(Items for identifying locations)
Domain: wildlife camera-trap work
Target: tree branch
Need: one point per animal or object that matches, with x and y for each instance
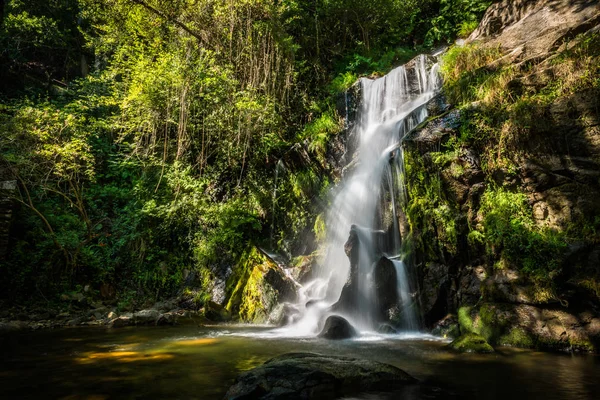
(172, 20)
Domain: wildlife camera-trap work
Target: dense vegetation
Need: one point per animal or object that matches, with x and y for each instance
(507, 115)
(144, 135)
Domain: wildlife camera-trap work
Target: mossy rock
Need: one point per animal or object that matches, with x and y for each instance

** GIVEN PROBLEM **
Retype all of the material above without changing a word, and leave the pictures out.

** REPLY **
Domain: wildlife camera-trap work
Target: tree branch
Need: one point per animal or object that matches, with x and y for each instance
(172, 20)
Domain: wildlife camera-trap work
Target: dense vegetation
Need: one point per animal or object that matches, with x and y for each instance
(507, 115)
(144, 135)
Domain: wildlife camera-trap work
Target: mossy rock
Need: one point per animal or object that matches, with x and y for each instance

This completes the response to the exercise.